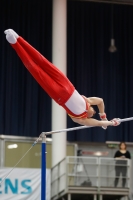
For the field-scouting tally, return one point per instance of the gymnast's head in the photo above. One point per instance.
(91, 112)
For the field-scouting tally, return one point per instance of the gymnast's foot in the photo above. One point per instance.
(11, 38)
(11, 31)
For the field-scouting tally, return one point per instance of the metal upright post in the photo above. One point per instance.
(43, 168)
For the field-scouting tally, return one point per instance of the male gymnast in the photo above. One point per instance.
(57, 85)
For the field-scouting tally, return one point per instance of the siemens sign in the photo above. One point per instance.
(16, 186)
(23, 184)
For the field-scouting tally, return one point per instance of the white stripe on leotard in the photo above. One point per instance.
(76, 103)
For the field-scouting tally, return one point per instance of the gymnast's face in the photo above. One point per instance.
(91, 112)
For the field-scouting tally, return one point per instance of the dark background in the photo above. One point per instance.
(25, 109)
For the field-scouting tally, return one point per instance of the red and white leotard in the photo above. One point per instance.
(52, 80)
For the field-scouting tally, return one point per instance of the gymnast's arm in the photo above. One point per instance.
(92, 122)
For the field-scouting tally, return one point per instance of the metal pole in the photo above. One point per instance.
(82, 127)
(43, 169)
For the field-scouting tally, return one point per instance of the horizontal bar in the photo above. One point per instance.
(67, 129)
(81, 127)
(125, 119)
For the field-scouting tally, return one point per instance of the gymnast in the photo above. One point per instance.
(57, 85)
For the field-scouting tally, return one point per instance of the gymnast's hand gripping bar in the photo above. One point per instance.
(82, 127)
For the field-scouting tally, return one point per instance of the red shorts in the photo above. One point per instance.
(50, 78)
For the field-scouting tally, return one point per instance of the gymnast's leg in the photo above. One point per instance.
(52, 80)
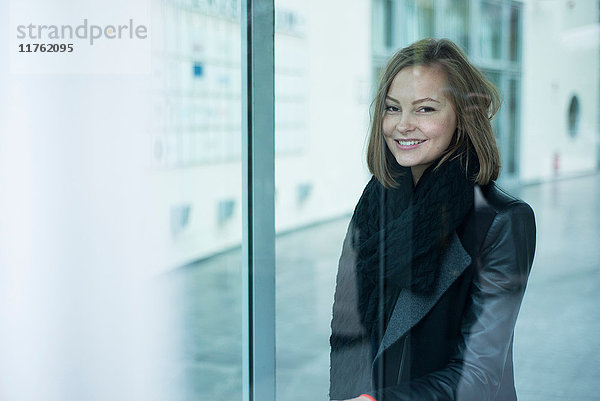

###

- CONSIGNES À SUIVRE
Exprimez l'ensemble du matériel ci-dessus sous forme de liste JSON de chaînes, à raison d'une chaîne par ligne et sans les lignes vides. Laissez les images en dehors de la réponse.

- RÉSULTAT OBTENU
[
  "For the field-scouting tally, return one point per instance of the gymnast's head in the photo above. One point per instance.",
  "(91, 112)",
  "For the field-scouting tally, return one point per instance of the gymnast's foot in the photo above. One point per instance.",
  "(11, 38)",
  "(11, 31)",
  "For the field-scouting tally, return one point per instance of the metal upright post in the photo above. One point per instance.",
  "(43, 168)",
  "For the field-scouting tally, return one point per instance of the male gymnast in the photo above. One point per instance.",
  "(57, 85)",
  "For the field-scouting tally, return one point per instance of the siemens sign in the photo above. One point per instance.",
  "(16, 186)",
  "(23, 184)",
  "For the field-scouting tally, return one point per instance of the white stripe on leotard in the photo above. One point per instance.",
  "(76, 103)",
  "For the field-scouting tally, return one point per instance of the gymnast's face in the photo above. One point per instance.",
  "(91, 112)",
  "For the field-scouting tally, return one point per instance of the dark background in the photo above. One point per instance.",
  "(25, 109)",
  "For the field-scouting tally, return one point per instance of the red and white leotard in the photo above. One point per instance.",
  "(52, 80)",
  "For the field-scouting tally, return one point per instance of the gymnast's arm in the photo above. One point per instance.",
  "(92, 122)",
  "For the field-scouting tally, return one point per instance of the metal pole in the photo above. One point per instance.",
  "(82, 127)",
  "(43, 169)",
  "For the field-scouting tally, return one point per instance of the horizontal bar in the photo above. One point per instance.",
  "(67, 129)",
  "(81, 127)",
  "(125, 119)",
  "For the field-scouting tally, return one point per instance of the gymnast in the photo above. One point per instance.",
  "(57, 85)",
  "For the field-scouting tally, return one point per instance of the gymnast's hand gripping bar in the photo above. One point per instance.",
  "(82, 127)",
  "For the field-scouting tally, return one point per instance of the red shorts in the photo above. One point per instance.",
  "(50, 78)",
  "For the field-scouting tally, return one point per instance of the gymnast's leg in the photo above. One point per instance.",
  "(52, 80)"
]